[Data lines]
-- START --

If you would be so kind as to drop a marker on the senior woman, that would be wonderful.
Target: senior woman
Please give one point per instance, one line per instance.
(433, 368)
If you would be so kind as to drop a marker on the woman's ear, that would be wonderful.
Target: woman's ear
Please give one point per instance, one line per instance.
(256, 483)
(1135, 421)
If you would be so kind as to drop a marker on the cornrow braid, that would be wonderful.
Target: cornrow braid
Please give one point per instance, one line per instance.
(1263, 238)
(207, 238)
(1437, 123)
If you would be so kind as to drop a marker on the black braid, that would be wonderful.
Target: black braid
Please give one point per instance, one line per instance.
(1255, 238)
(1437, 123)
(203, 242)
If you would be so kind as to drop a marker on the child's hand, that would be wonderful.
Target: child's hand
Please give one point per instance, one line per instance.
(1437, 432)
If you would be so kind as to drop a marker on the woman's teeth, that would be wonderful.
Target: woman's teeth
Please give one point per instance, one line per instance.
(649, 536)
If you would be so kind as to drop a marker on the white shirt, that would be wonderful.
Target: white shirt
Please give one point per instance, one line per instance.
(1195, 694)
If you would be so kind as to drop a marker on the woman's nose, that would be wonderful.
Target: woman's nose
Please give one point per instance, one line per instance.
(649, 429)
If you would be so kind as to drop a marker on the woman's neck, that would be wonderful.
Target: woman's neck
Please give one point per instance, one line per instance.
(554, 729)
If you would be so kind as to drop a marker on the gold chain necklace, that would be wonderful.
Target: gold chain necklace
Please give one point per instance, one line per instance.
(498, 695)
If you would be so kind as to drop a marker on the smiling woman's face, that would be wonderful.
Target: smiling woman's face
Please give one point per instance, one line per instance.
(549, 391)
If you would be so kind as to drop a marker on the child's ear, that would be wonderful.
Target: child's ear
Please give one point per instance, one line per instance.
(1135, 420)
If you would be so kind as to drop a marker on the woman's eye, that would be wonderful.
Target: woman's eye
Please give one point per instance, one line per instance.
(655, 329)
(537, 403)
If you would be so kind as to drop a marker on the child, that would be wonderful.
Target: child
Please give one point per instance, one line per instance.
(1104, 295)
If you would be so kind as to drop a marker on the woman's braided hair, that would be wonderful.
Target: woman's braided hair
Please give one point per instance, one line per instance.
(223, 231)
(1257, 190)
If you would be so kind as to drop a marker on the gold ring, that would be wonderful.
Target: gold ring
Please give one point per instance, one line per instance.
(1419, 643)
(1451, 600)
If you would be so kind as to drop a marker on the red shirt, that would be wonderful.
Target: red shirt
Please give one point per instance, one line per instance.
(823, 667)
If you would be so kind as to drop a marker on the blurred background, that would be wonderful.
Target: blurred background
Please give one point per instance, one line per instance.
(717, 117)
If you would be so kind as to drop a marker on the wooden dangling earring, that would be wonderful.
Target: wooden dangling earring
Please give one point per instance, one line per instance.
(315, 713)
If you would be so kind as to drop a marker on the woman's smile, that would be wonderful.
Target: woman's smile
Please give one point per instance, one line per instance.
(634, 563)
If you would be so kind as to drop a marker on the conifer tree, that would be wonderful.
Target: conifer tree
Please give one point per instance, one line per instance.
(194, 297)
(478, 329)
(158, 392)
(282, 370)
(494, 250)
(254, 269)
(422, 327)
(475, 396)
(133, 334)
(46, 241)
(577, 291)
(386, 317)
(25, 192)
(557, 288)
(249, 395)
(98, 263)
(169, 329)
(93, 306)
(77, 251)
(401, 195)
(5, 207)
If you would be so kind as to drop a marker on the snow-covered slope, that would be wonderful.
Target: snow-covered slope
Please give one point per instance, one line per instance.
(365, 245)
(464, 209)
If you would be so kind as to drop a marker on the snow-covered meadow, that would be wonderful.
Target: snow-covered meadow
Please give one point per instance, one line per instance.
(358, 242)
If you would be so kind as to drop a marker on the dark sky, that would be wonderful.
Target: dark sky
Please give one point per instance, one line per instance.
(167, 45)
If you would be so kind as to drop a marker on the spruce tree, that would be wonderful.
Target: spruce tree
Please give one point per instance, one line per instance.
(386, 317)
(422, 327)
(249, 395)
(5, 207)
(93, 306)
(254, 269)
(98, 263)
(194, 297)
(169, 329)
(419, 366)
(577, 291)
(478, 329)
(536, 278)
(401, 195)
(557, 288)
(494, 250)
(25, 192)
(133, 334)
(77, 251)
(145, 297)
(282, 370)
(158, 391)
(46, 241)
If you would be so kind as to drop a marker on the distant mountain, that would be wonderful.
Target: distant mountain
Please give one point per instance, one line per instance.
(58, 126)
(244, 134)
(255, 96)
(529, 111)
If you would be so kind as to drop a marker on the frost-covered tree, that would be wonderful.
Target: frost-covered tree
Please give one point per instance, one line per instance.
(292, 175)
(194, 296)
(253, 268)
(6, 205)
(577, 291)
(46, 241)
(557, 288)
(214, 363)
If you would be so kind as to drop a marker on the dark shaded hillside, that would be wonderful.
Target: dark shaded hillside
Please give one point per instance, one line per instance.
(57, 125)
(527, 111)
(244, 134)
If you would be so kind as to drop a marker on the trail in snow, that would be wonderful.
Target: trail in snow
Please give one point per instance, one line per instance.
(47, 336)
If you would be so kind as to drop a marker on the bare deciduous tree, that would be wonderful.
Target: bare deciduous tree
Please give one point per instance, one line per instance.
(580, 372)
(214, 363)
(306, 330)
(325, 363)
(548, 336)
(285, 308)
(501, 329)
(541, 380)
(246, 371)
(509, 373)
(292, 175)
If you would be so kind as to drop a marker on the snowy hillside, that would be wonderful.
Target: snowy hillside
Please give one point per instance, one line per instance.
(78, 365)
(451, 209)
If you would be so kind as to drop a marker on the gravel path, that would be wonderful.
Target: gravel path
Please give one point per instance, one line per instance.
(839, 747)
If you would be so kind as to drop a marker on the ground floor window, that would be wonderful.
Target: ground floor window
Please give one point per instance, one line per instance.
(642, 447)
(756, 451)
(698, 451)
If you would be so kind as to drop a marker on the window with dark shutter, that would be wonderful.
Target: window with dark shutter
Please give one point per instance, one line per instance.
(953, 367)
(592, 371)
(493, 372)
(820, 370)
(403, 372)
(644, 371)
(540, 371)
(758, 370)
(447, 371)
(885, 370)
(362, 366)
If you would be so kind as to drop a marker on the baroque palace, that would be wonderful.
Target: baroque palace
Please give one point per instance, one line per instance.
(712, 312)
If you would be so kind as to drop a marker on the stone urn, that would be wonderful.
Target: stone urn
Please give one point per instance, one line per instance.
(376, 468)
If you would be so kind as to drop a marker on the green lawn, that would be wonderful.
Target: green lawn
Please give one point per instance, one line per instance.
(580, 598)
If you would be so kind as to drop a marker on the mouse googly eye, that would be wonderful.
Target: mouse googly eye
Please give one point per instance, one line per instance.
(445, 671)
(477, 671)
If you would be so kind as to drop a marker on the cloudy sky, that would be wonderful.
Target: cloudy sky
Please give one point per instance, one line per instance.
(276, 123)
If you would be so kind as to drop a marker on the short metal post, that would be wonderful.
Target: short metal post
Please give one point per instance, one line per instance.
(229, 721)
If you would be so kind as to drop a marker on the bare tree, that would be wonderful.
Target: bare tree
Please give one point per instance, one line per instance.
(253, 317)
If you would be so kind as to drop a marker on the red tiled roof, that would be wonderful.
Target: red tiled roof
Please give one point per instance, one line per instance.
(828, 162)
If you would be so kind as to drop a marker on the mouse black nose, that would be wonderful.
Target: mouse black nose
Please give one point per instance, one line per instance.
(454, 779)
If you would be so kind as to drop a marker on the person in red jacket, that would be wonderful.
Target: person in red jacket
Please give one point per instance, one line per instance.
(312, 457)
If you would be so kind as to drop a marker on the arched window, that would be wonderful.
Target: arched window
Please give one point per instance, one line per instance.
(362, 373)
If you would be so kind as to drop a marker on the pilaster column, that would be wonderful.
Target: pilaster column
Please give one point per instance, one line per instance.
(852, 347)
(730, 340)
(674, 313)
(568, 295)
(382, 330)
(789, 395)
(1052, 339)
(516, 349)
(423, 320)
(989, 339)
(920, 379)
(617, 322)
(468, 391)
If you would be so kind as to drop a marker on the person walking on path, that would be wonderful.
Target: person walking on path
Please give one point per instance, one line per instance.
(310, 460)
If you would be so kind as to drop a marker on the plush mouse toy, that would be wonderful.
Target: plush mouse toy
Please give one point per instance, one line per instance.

-- END --

• [Aim of the exercise] Render the lines of the listing as a Markdown table with the columns Row and Text, starting with the line that contains "post, that would be wonderful." and continuing through the final line of the listing. Number each row and omit any blank lines.

• [In response]
| Row | Text |
|---|---|
| 1 | If you would be so kind as to drop a marker on the short metal post, that would be wonderful. |
| 2 | Target: short metal post |
| 3 | Please give one point per instance, one line per instance. |
| 4 | (229, 721) |
| 5 | If you would be so kind as to drop a marker on the bare tree, that would be wonderful. |
| 6 | Target: bare tree |
| 7 | Please give one point per instance, one line per instance. |
| 8 | (253, 317) |
| 9 | If you would be so kind as to drop a marker on the red tiled roof, that would be wonderful. |
| 10 | Target: red tiled roof |
| 11 | Please give one point per instance, one line per instance. |
| 12 | (828, 162) |
| 13 | If you would be so kind as to drop a marker on the mouse black nose, that would be wonderful. |
| 14 | Target: mouse black nose |
| 15 | Please give one point per instance, one line per instance. |
| 16 | (454, 779) |
| 17 | If you would be so kind as to drop a marker on the person in red jacket, that would be wonderful. |
| 18 | Target: person in red jacket |
| 19 | Please give one point per instance, one line per instance. |
| 20 | (312, 457) |
| 21 | If you would be so kind as to drop a marker on the arched window, that would be wonderful. |
| 22 | Target: arched window |
| 23 | Please give one point per instance, one line per instance. |
| 24 | (362, 373) |
| 25 | If you would be so kind as to drop a marker on the pilaster column, that would be wonderful. |
| 26 | Target: pilaster column |
| 27 | Please give one point per instance, one line per instance. |
| 28 | (852, 347) |
| 29 | (730, 340) |
| 30 | (674, 313) |
| 31 | (568, 295) |
| 32 | (382, 330) |
| 33 | (789, 395) |
| 34 | (1052, 339) |
| 35 | (516, 349) |
| 36 | (423, 320) |
| 37 | (989, 339) |
| 38 | (920, 379) |
| 39 | (617, 322) |
| 40 | (468, 391) |
| 41 | If you would be so kind as to drop a marker on the person walking on path, that would be wonderful. |
| 42 | Target: person walking on path |
| 43 | Please give one point per instance, one line per instance. |
| 44 | (310, 460) |
| 45 | If you would be so kind as to drop a marker on the plush mouse toy, that would be wonderful. |
| 46 | Target: plush mouse toy |
| 47 | Please give one point per instance, one line per instance. |